In the data, find the word "cluster" and copy out every line that has it.

◇ ◇ ◇ ◇ ◇

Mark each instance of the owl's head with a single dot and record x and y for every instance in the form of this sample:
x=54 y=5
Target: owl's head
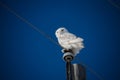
x=60 y=31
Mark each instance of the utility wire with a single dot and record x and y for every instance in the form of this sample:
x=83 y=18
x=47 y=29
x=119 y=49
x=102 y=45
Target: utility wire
x=114 y=4
x=30 y=24
x=42 y=33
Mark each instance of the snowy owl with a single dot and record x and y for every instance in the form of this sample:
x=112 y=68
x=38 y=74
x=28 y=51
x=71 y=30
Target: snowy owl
x=69 y=41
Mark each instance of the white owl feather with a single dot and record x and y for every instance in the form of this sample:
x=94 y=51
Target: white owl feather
x=69 y=41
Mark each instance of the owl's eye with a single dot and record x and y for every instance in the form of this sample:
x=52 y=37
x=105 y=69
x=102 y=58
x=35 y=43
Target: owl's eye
x=62 y=29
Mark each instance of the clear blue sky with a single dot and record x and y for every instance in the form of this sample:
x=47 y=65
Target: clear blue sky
x=28 y=55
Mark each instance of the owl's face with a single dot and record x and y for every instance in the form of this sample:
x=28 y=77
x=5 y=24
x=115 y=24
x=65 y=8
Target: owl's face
x=60 y=31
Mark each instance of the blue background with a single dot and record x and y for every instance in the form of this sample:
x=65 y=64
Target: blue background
x=27 y=55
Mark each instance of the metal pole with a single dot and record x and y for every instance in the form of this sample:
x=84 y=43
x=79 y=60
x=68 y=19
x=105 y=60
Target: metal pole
x=68 y=57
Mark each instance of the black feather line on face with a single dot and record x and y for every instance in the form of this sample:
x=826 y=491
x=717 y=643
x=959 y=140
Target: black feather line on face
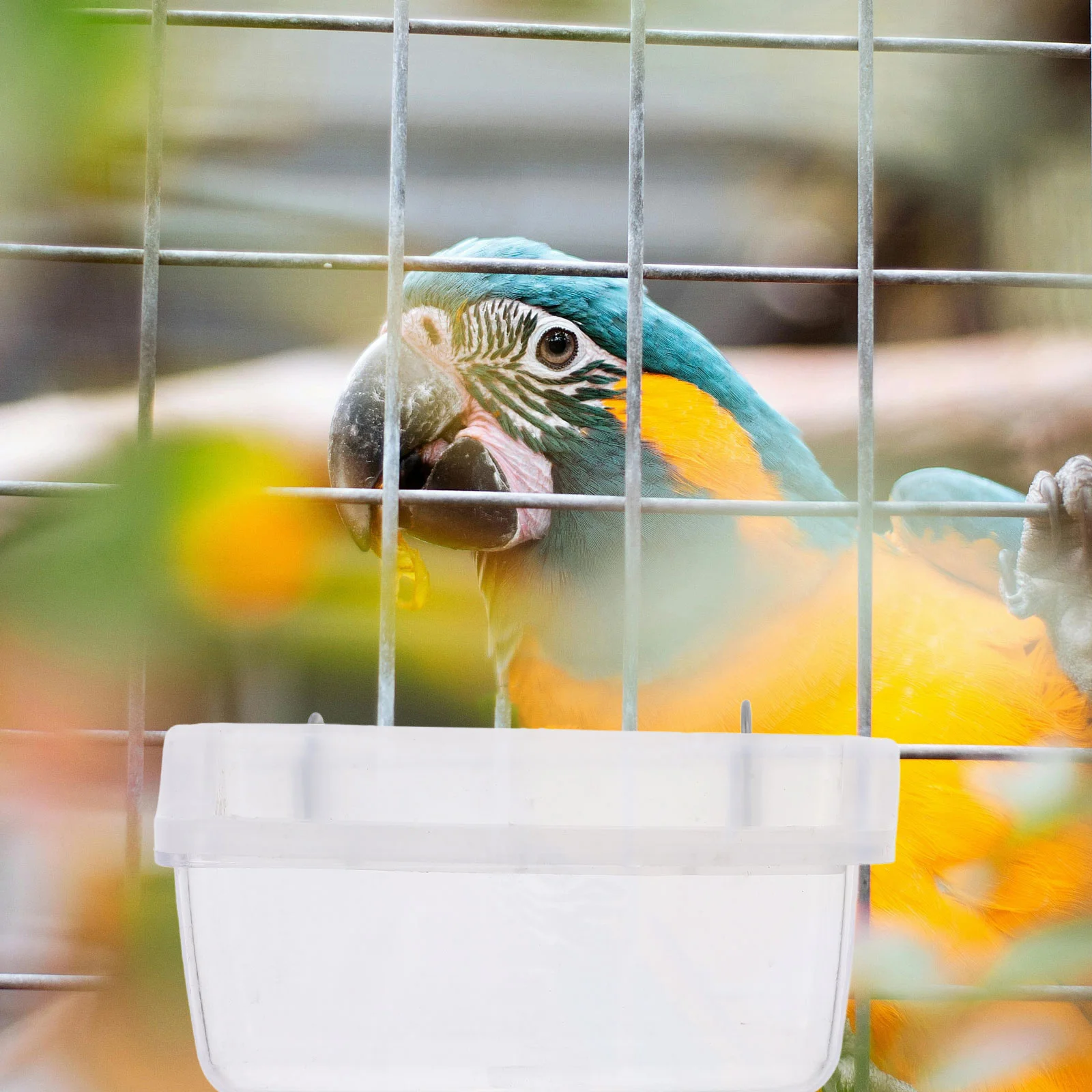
x=491 y=344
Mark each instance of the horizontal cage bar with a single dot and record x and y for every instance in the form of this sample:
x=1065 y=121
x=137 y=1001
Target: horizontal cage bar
x=949 y=753
x=556 y=32
x=52 y=982
x=588 y=502
x=653 y=271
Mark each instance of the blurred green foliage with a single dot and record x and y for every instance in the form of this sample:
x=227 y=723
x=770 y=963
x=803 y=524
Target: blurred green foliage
x=70 y=90
x=189 y=556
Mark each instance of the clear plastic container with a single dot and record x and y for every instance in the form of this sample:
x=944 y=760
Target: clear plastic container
x=455 y=910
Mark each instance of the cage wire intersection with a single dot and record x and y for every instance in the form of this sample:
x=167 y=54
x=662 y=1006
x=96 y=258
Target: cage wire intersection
x=636 y=271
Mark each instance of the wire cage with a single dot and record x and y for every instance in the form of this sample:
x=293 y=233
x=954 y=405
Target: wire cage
x=637 y=36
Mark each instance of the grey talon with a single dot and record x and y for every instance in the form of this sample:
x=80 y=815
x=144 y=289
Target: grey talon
x=1052 y=495
x=1086 y=521
x=1007 y=564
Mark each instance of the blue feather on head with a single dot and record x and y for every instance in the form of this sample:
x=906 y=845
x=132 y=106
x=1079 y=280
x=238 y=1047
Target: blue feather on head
x=672 y=347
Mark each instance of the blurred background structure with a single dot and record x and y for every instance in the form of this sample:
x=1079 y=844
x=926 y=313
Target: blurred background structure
x=278 y=141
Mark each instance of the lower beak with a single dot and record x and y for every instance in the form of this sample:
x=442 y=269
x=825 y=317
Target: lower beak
x=431 y=407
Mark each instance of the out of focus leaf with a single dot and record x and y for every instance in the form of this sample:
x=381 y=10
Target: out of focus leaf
x=893 y=964
x=1062 y=953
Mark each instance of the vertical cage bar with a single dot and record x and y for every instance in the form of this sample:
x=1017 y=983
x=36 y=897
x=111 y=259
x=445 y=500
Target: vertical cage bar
x=145 y=399
x=635 y=360
x=392 y=438
x=866 y=452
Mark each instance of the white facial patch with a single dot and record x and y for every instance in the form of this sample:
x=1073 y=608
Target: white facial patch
x=429 y=331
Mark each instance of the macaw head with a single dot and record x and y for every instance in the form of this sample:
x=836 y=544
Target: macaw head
x=518 y=384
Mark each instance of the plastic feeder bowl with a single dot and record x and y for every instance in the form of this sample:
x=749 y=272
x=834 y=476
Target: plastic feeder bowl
x=457 y=910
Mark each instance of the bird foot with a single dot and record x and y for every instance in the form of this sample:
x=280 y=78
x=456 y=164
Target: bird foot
x=1052 y=573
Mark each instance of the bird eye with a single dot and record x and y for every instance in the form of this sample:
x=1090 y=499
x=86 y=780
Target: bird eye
x=557 y=347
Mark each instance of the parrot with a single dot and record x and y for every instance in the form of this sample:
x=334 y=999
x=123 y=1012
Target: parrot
x=517 y=384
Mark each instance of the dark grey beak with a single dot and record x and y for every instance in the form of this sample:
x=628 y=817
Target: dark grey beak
x=431 y=407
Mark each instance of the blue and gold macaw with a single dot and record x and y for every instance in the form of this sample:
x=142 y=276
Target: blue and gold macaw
x=513 y=382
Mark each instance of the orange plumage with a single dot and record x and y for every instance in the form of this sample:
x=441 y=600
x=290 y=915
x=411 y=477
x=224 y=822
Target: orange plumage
x=951 y=665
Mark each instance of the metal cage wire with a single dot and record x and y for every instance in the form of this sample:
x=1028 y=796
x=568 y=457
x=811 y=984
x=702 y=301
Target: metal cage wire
x=636 y=271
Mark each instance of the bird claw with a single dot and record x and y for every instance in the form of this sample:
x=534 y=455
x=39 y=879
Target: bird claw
x=1052 y=573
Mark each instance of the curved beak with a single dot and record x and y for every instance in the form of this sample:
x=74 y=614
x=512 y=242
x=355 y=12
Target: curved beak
x=433 y=455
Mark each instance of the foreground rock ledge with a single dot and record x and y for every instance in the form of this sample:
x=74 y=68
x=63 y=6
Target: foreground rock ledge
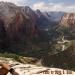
x=29 y=69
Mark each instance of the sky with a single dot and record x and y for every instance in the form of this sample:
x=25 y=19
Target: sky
x=47 y=5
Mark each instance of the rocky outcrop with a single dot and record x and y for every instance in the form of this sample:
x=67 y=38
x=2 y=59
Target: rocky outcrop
x=30 y=69
x=68 y=20
x=18 y=21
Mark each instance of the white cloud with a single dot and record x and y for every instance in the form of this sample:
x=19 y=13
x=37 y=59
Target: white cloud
x=54 y=7
x=18 y=2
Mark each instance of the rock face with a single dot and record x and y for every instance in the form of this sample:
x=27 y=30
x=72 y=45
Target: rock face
x=30 y=69
x=16 y=22
x=68 y=20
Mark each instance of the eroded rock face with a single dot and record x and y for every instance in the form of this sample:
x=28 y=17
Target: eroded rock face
x=15 y=20
x=68 y=20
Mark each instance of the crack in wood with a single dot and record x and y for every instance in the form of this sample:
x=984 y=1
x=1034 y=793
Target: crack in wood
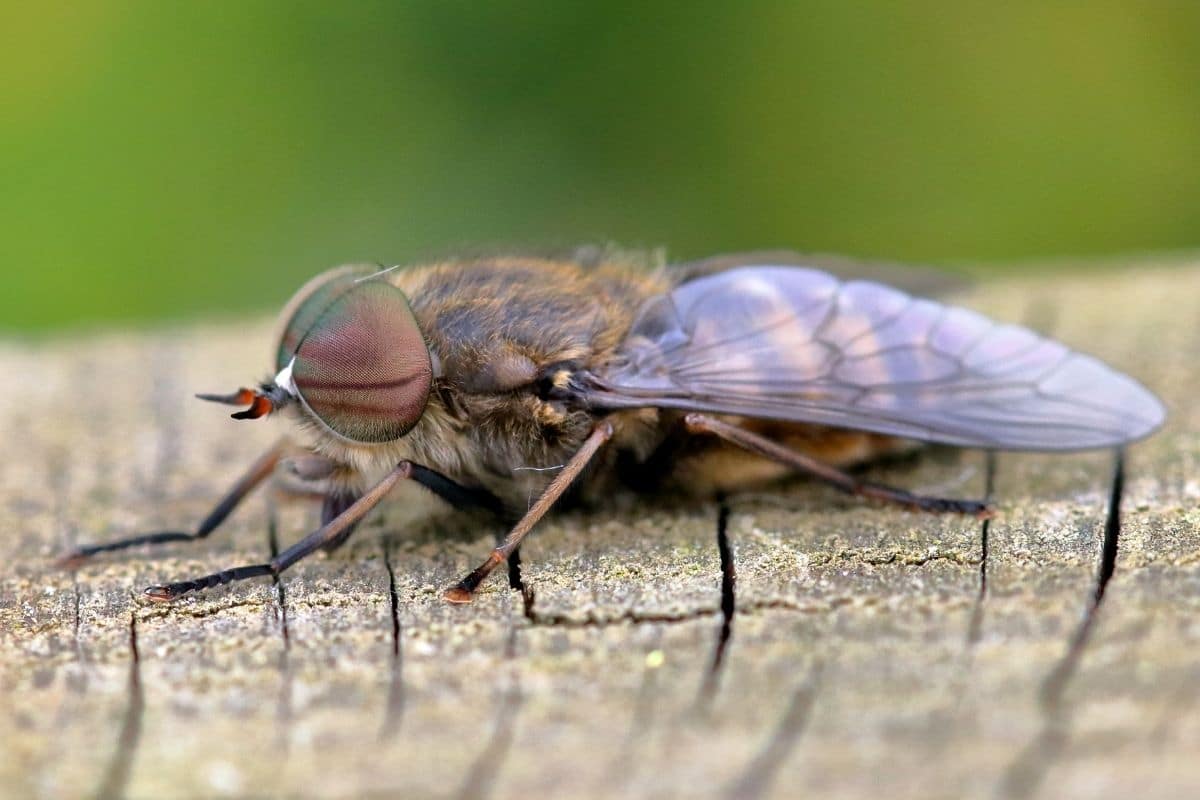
x=975 y=630
x=1026 y=773
x=283 y=710
x=117 y=775
x=395 y=709
x=729 y=607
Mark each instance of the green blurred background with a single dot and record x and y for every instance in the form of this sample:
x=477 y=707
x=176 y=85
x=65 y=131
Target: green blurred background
x=171 y=158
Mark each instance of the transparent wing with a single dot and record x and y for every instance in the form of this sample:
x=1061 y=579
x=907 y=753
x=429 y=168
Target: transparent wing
x=797 y=344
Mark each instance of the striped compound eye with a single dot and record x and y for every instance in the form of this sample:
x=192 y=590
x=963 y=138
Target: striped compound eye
x=363 y=367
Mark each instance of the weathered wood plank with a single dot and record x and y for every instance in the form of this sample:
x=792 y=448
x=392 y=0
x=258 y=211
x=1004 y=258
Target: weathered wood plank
x=861 y=659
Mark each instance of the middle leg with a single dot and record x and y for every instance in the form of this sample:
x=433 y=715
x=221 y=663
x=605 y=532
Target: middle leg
x=838 y=479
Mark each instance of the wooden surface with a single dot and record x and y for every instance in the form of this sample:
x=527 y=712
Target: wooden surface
x=861 y=661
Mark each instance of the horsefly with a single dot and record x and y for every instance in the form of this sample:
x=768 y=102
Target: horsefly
x=511 y=383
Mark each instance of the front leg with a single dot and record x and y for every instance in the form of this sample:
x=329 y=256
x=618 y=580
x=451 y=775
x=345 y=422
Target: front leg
x=465 y=590
x=334 y=530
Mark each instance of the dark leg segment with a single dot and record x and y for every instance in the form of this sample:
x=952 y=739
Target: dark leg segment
x=306 y=546
x=258 y=471
x=831 y=475
x=465 y=590
x=461 y=497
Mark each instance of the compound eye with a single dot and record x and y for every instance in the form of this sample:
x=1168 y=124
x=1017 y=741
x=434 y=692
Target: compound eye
x=363 y=368
x=311 y=301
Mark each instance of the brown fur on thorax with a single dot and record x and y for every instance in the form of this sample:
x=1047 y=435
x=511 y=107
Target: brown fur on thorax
x=499 y=329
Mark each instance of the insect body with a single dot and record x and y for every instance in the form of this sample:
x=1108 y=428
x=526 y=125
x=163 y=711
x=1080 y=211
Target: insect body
x=492 y=382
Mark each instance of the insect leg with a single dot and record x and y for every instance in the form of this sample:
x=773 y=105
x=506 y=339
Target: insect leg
x=306 y=546
x=463 y=590
x=835 y=477
x=257 y=473
x=461 y=498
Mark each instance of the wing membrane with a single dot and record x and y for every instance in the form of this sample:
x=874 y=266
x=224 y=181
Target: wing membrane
x=798 y=344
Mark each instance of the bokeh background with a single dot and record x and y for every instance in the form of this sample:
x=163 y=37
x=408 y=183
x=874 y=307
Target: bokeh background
x=168 y=158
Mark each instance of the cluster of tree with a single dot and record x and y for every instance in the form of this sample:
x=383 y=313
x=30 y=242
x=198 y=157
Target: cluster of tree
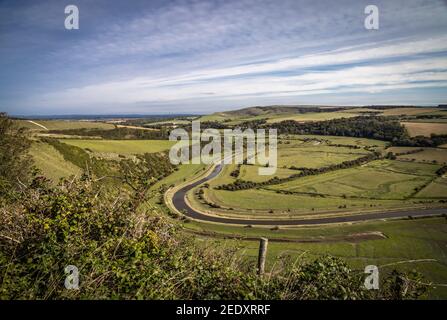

◇ ◇ ◇ ◇ ◇

■ SOLUTION TO THIS PROBLEM ■
Mark each instance of the cluster of tree with a single dot and record x and y for every instance in the form of this sample:
Target: cluster of tree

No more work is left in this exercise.